*Document excerpt:*
The values given below shall be replaced by constant expressions suitable
for use in #if preprocessing directives. Moreover, except for CHAR_BIT
and MB_LEN_MAX, the following shall be replaced by expressions that have
the same type as would an expression that is an object of the corresponding
type converted according to the integer promotions. Their implementation-
defined values shall be equal or greater in magnitude (absolute value) to
those shown, with the same sign.
The key phrase is that the "implementation-defined values shall be equal or
greater in magnitude (absolute value) to those shown." The section then goes
on to define the minumum acceptable values for the following (plus some)
CHAR_BIT 8
SCHAR_MIN -127
SCHAR_MAX +127
UCHAR_MAX 255
The above imply that a character has at least 8 bits (but can be more).

*To be done:* Copy word for word the passage on C integer limits, from "The values given" up to and including "following (plus some)". Nothing in the listing is needed here.

Listing of labeled points:
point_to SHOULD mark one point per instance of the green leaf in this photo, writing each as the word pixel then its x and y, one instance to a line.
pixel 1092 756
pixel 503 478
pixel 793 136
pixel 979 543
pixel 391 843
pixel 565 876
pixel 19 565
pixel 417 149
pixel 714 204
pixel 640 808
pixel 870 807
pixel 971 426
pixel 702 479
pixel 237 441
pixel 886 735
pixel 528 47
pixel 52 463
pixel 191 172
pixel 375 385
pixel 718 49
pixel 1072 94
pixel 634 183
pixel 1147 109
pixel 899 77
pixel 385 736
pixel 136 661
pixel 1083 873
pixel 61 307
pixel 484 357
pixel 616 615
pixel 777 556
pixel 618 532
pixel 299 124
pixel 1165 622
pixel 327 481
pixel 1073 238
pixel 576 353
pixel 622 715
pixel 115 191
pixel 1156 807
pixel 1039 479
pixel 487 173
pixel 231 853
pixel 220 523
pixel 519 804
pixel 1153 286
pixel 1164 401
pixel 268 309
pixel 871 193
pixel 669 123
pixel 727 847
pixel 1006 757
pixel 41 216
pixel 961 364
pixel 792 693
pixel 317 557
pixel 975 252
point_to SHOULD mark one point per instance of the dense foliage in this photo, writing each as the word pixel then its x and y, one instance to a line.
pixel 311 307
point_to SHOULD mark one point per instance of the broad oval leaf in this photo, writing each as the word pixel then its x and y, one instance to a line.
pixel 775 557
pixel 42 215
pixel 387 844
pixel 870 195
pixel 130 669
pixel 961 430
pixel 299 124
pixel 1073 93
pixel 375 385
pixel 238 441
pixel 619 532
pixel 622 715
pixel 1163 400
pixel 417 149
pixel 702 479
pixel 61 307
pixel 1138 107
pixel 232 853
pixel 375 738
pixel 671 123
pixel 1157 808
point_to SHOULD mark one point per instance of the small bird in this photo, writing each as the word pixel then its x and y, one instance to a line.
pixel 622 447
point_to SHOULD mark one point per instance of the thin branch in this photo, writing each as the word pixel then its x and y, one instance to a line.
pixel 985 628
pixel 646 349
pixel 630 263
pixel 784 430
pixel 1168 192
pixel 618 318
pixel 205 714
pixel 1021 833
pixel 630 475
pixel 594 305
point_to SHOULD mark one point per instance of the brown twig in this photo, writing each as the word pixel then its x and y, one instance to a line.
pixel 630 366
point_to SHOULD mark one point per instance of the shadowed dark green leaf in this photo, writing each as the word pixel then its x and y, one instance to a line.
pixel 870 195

*Written answer:*
The values given below shall be replaced by constant expressions suitable
for use in #if preprocessing directives. Moreover, except for CHAR_BIT
and MB_LEN_MAX, the following shall be replaced by expressions that have
the same type as would an expression that is an object of the corresponding
type converted according to the integer promotions. Their implementation-
defined values shall be equal or greater in magnitude (absolute value) to
those shown, with the same sign.
The key phrase is that the "implementation-defined values shall be equal or
greater in magnitude (absolute value) to those shown." The section then goes
on to define the minumum acceptable values for the following (plus some)